Supplied material:
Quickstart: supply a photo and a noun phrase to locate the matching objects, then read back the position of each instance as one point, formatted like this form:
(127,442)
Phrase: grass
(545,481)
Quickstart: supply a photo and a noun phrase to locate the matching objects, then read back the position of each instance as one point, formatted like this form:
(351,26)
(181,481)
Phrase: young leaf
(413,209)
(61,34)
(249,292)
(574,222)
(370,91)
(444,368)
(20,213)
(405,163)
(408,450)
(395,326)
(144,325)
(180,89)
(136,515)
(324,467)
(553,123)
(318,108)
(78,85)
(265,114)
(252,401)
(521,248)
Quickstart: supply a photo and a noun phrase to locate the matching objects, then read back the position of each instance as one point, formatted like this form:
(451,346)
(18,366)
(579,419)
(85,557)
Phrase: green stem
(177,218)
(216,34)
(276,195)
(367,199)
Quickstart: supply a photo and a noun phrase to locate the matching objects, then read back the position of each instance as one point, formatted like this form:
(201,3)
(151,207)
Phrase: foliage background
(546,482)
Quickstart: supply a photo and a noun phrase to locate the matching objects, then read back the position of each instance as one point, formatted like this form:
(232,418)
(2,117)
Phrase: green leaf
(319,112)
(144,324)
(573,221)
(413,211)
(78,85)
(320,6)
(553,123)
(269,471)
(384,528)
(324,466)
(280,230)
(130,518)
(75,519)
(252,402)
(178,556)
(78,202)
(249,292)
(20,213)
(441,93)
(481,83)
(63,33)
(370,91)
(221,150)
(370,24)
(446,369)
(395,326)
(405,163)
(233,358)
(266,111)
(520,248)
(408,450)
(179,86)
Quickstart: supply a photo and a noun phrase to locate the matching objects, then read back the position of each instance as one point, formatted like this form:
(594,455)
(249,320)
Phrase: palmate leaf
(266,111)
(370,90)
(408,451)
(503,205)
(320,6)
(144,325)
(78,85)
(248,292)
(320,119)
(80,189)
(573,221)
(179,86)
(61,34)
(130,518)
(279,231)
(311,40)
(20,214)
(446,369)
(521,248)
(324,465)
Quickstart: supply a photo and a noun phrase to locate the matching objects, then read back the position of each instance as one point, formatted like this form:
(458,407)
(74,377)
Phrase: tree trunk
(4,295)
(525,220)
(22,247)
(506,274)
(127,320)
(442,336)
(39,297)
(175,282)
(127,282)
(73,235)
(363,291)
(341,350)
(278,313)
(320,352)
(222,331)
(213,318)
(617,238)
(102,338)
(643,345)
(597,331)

What needs to be done: Repeat the lines above with every word intact.

Written solution:
Quickstart: supply a photo and a noun phrase to locate the matching objects, then read back the position of each instance as one point, formatted like this form:
(127,442)
Phrase: grass
(545,481)
Quickstart: supply a photo and a noun phrase to locate the matching objects, then read back the position of each instance as one point, formatted like this form:
(351,26)
(181,481)
Phrase: young leaf
(413,209)
(61,34)
(249,292)
(574,222)
(370,91)
(444,368)
(20,213)
(405,163)
(408,450)
(395,326)
(144,325)
(180,89)
(136,515)
(324,467)
(553,123)
(318,108)
(78,85)
(265,114)
(252,401)
(521,248)
Quickstart: supply a photo and a noun phrase to locate the matching objects, then read back the position of each instance as one point, formatted like this form:
(451,346)
(18,366)
(579,419)
(85,557)
Phrase: green stem
(177,218)
(216,34)
(276,195)
(367,199)
Quickstart: supply a photo and a noun phrase to locate the matching objects, then read back the position of each instance as one point, formatted like this form:
(201,3)
(151,207)
Phrase: foliage background
(546,482)
Quickstart: supply a photo and a noun phrase to locate the matching objects, then read back the position of each instance as one point, formatted like this form:
(232,418)
(2,117)
Phrase: green leaf
(319,112)
(144,324)
(573,221)
(413,211)
(78,85)
(320,6)
(553,123)
(269,471)
(384,528)
(324,466)
(280,230)
(130,518)
(75,519)
(252,402)
(178,556)
(78,202)
(249,292)
(20,213)
(441,93)
(481,83)
(63,33)
(370,91)
(221,150)
(370,24)
(446,369)
(395,326)
(405,163)
(233,358)
(266,111)
(520,248)
(408,450)
(179,86)
Quickstart: supply a photo and a noun phrase to locate the matching objects, then read back the position of each instance as one point, formatted like this form:
(594,455)
(249,320)
Phrase: palmate leaf
(266,111)
(370,90)
(408,451)
(503,205)
(320,6)
(144,325)
(78,85)
(248,292)
(320,119)
(80,189)
(573,221)
(179,86)
(61,34)
(130,518)
(279,231)
(311,40)
(20,214)
(446,369)
(521,248)
(324,465)
Quickstart: supply a photo and a noun phrase to locate the matching objects, then read back the position of each instance as one point, formatted like this form:
(458,407)
(74,377)
Phrase: tree trunk
(4,295)
(525,220)
(22,247)
(506,274)
(127,320)
(442,336)
(39,297)
(175,282)
(127,282)
(73,235)
(363,291)
(341,350)
(278,313)
(320,352)
(222,331)
(213,318)
(617,238)
(102,338)
(643,345)
(597,331)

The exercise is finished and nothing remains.